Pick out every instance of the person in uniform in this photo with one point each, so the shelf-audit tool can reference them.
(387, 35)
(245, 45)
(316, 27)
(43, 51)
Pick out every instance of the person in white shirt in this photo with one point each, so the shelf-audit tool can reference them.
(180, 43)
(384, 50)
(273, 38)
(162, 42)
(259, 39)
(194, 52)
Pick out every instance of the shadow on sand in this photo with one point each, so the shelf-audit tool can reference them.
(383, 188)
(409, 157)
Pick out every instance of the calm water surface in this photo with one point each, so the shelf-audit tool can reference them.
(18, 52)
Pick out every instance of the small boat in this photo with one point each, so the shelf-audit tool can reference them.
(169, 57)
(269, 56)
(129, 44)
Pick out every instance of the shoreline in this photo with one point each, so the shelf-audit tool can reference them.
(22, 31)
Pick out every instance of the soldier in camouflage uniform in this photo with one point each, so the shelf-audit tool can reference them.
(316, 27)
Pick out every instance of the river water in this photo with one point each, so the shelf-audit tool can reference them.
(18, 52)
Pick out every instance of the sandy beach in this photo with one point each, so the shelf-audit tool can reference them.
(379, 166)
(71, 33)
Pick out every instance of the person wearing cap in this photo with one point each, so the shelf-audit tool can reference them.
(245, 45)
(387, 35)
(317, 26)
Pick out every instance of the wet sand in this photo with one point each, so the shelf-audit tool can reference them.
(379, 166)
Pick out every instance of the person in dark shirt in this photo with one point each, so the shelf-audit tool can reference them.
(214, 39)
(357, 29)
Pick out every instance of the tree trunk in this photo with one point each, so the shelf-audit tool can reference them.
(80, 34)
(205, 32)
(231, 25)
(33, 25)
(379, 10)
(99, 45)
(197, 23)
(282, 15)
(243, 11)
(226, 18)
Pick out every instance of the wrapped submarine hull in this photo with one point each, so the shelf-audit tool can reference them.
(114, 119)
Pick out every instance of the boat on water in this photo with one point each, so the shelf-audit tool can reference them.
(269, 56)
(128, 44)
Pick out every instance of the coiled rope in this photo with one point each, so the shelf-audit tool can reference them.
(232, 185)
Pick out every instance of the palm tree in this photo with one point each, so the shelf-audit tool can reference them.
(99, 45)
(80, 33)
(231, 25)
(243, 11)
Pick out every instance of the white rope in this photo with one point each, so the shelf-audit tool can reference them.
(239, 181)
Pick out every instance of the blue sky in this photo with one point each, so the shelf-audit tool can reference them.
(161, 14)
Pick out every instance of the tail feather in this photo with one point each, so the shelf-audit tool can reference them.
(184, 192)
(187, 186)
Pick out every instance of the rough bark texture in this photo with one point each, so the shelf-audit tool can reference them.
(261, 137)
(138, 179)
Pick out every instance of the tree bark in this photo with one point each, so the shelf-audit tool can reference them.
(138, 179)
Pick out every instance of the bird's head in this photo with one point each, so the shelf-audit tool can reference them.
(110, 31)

§ What the task asks
Rescale the part of the items that opens with the line containing "Pick out every instance of the coiled" and closes at the end of the items, both ends included, and give only those lines. Repeat every request unchanged, and multiply each coordinate in the answers by 0.7, rounding to whole numbers with halves rounded up.

§ Worked answer
Pick out every instance of the coiled rope in this photo with one point each, so the shelf-audit tool can reference them.
(162, 130)
Pick out every instance of the palm tree in this photo with one point each, so the shelf-audit tool can reference them.
(69, 32)
(56, 23)
(162, 18)
(170, 8)
Pick out every instance of the white rope in this photo with one point each, so the shelf-audit tool can reference them.
(167, 127)
Pick out every instance of the blue sky in this photo with one point each, so the shelf-audit tool can reference them.
(113, 10)
Pick out every instance of the tail feather in this photo with one point each, so the shelf-audit tool can reference them.
(129, 134)
(131, 130)
Pick out every instance of the rough bark texture in this photo with one point each, so the shelf-audit tool can reference them.
(183, 96)
(97, 125)
Pick out every instance of the tree bark in this photo with one point each, so the shelf-audit tool can reference them.
(97, 125)
Pick out every instance of the bird's head in this photo with one point each, so the shelf-audit tool can reference them.
(77, 22)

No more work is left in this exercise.